= Page extract =
Segment Open

The nurse shortage is an increasing problem worldwide, which has significant impact on quality of care and patient safety. It has been reported that most industrialized countries in America and Europe are or will be facing nursing shortages. However, the nurse shortage happens not only in developed countries, but also in developing countries, such as in China. In addition, the international East-West migration of nurses makes the situation worse in the less developed and developing countries. On the other hand, the premature departure increases the loss of nursing staff. What makes the nurses want to leave their profession?
This study was to examine the impact of two established models of psychosocial stress at work (i.e. Job Strain model and Effort-Reward Imbalance model), together with job alternatives in labor market (employment opportunity) and individual resources (including age and health), on the newly developed intention to leave the nursing profession, using a prospective design of an international comparative study, the Nurses’ Early Exit (NEXT) Study.
7990 registered female nurses working in hospitals from eight countries (Germany, Italy. France, the Netherlands, Belgium, Poland, Slovakia, and China) who did not have intention to leave the nursing profession (ITL) at baseline were followed up one year, the logistic regression at both individual level and country level (multilevel modeling) was applied for data analyses.
Generally, in the Netherlands and Belgium (the social-democratic European regime), nurses had lowest work stress, highest employment opportunity, best health condition, and lowest ITL; in Poland and Slovakia (the post-communist European regime), nurses reported highest work stress, lowest employment opportunity, worst health condition, and relative low ITL; while nurses from Germany, France, and Italy (the conservative-corporatist European regime) and China had relative high work stress, relative high employment opportunity, relative good health condition, and highest ITL. After controlling the differences between countries, it was found that young age, being single, poor health, effort-reward imbalance, and employment opportunity all significantly predicted an elevated risk of ITL. In country-specific analyses, the obvious divergence was observed. In the post-communist European regime, nurses had to stay at their current profession due to lack of employment opportunity in the market (so-called ‘locked-in’ situation); nurses from the social-democratic European regime, in contrast, reported good quality of psychosocial working conditions with easily available employment opportunity, thus weakening a link between stressful work and ITL; while in the conservative-corporatist European regime and China, both work stress and poor health contributed to nurses’ ITL. Notably, effort-reward imbalance played an important role in explaining the premature departure in nurses.
Findings suggest that improving the psychosocial work environment and health status may be helpful in retaining nurses, and consequently towards tackling nursing shortage internationally.

Segment Closed

= Entries provided =

Segment Open

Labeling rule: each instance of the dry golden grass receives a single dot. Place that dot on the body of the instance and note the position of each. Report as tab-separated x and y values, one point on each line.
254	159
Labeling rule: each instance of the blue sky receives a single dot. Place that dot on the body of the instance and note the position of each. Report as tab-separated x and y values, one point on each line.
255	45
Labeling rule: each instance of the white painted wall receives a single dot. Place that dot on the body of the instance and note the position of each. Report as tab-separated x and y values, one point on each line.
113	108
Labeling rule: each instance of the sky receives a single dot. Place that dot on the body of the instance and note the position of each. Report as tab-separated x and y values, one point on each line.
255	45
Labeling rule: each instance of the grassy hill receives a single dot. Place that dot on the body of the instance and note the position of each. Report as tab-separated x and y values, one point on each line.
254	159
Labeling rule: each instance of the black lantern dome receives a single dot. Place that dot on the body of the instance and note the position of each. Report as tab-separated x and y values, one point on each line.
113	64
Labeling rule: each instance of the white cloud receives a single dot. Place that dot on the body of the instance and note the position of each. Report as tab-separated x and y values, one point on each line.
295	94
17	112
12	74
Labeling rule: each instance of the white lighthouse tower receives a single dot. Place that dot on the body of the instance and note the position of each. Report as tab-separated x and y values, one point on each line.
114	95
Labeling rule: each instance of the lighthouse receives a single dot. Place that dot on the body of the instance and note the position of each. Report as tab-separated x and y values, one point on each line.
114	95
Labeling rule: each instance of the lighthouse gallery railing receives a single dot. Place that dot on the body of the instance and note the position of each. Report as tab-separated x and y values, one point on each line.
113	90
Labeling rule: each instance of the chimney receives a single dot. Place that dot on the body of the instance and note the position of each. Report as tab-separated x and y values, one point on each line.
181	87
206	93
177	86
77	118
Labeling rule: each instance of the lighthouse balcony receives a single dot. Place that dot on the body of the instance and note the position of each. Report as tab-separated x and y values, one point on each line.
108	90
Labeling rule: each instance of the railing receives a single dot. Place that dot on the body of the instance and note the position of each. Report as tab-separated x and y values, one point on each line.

Segment Closed

= Tasks to perform =
[a] After controlling for differences between countries, which factors did the nurse shortage study find significantly predicted an elevated risk of intention to leave the nursing profession? List them all.
[b] In the nurse shortage study, how long were the nurses followed up?
[c] Please extract the passage from the nurse shortage study starting with "Findings suggest that" and going on through "nursing shortage internationally.".

= Responses by item number =
[a]
- Young age
- Being single
- Poor health
- Effort-reward imbalance
- Employment opportunity

[b] One year.

[c]
Findings suggest that improving the psychosocial work environment and health status may be helpful in retaining nurses, and consequently towards tackling nursing shortage internationally.